Skip to content

Model Sources

AIMClusterModelSource automatically discovers and syncs AI model images from container registries, creating AIMClusterModel resources for matched images.

Overview

Model sources eliminate the need to manually create model resources for every image version. They continuously sync with container registries, automatically creating models when new images are published.

Key features:

  • Automatic discovery: Continuously monitors registries for images matching your filters
  • Flexible filtering: Use wildcards, version constraints, and exclusions
  • Multi-registry support: Works with Docker Hub, GitHub Container Registry (ghcr.io), and more
  • Periodic sync: Configurable sync intervals to keep models up to date
  • Private registries: Supports authentication via imagePullSecrets

Basic Example

apiVersion: aim.eai.amd.com/v1alpha1
kind: AIMClusterModelSource
metadata:
  name: amd-models
spec:
  filters:
    - image: amdenterpriseai/aim-*
  syncInterval: 1h

This source discovers all images matching amdenterpriseai/aim-* from Docker Hub and creates an AIMClusterModel for each.

Configuration

Registry

The registry field specifies which container registry to query. Defaults to docker.io if not specified.

spec:
  registry: ghcr.io  # or docker.io, gcr.io, etc.

Filters

Filters define which images to discover. Each filter specifies a pattern with optional version constraints and exclusions. Multiple filters are combined with OR logic.

Repository Patterns

Match repositories using wildcards:

spec:
  filters:
    - image: amdenterpriseai/aim-*

Repository with Specific Tag

Match a specific tag:

spec:
  filters:
    - image: amdenterpriseai/aim-qwen-qwen3-32b:0.8.5

Full URI

Override the registry for specific filters:

spec:
  registry: docker.io
  filters:
    - image: docker.io/amdenterpriseai/aim-qwen-qwen3-32b:0.8.5

Full URI with Wildcard

Override registry and use wildcards:

spec:
  registry: ghcr.io
  filters:
    - image: amdenterpriseai/aim-*

Version Constraints

Use semantic version constraints to filter tags. Supports both global and per-filter version constraints.

Global Version Constraints

Apply to all filters:

spec:
  registry: ghcr.io
  filters:
    - image: amdenterpriseai/aim-qwen-*
    - image: amdenterpriseai/aim-deepseek-*
  versions:
    - ">=0.8.0"
    - "<1.0.0"

**Data supplied:**
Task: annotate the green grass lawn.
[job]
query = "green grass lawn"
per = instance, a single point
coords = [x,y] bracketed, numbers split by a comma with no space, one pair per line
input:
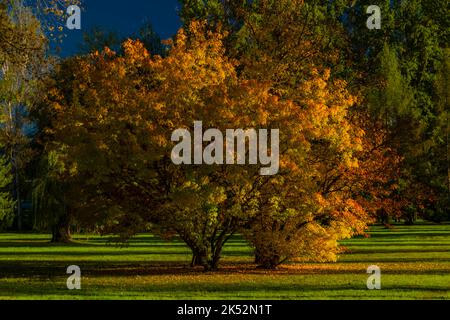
[414,261]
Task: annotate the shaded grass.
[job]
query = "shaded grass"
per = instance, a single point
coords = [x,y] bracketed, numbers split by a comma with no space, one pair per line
[415,264]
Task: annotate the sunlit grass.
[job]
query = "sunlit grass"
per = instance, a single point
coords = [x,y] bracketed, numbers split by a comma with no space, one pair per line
[415,264]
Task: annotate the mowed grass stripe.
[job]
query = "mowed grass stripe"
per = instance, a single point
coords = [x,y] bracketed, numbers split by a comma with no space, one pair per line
[415,264]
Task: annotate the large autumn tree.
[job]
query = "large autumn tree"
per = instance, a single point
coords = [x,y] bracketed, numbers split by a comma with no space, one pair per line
[113,121]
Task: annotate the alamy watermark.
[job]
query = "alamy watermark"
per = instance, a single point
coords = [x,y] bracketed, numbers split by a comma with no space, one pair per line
[222,148]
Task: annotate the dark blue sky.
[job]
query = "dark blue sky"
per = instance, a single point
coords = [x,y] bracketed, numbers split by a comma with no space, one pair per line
[125,17]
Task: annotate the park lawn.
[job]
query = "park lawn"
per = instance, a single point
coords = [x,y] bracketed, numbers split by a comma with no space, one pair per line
[414,261]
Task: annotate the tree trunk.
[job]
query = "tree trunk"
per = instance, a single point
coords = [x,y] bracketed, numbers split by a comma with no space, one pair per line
[61,231]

**Problems and tasks:**
[1] According to the page on model sources, which registry is used when the registry field is not specified?
[2] Continue the page on model sources from the point where it stops.

**Per-task answers:**
[1] docker.io

[2]
Per-Filter Version Constraints

Override global constraints for specific filters:

spec:
  registry: ghcr.io
  versions:
    - ">=0.8.0"  # global default
  filters:
    - image: amdenterpriseai/aim-qwen-*
      versions:
        - ">=0.8.5"  # overrides global for this filter
    - image: amdenterpriseai/aim-deepseek-*
      # uses global constraint

Version Syntax

Constraints use standard semver syntax:

  • >=1.0.0 - Version 1.0.0 or higher
  • <2.0.0 - Below version 2.0.0
  • ~1.2.0 - Patch updates only (1.2.x)
  • ^1.0.0 - Minor updates allowed (1.x.x)

Prerelease versions (e.g., 0.8.1-rc1) are supported:

versions:
  - ">=0.8.1-rc1"  # includes prereleases

Non-semver tags (e.g., latest, dev) are silently skipped when version constraints are specified.

Exclusions

Exclude specific repositories from matching:

spec:
  filters:
    - image: amdenterpriseai/aim-*
      exclude:
        - amdenterpriseai/aim-base
        - amdenterpriseai/aim-experimental

Exclusions match repository names exactly (not including the registry).

Sync Interval

Control how often the source syncs with the registry:

spec:
  syncInterval: 30m  # supports: 15m, 1h, 2h30m, etc.

Default is 1h. Minimum recommended interval is 15m to avoid rate limiting.

Private Registries

Authenticate to private registries using imagePullSecrets:

apiVersion: v1
kind: Secret
metadata:
  name: ghcr-secret
  namespace: aim-system  # operator namespace
type: kubernetes.io/dockerconfigjson
data:
  .dockerconfigjson: BASE64_CONFIG
---
apiVersion: aim.eai.amd.com/v1alpha1
kind: AIMClusterModelSource
metadata:
  name: private-models
spec:
  registry: ghcr.io
  imagePullSecrets:
    - name: ghcr-secret
  filters:
    - image: myorg/private-model-*

Secrets must exist in the operator namespace (typically aim-system).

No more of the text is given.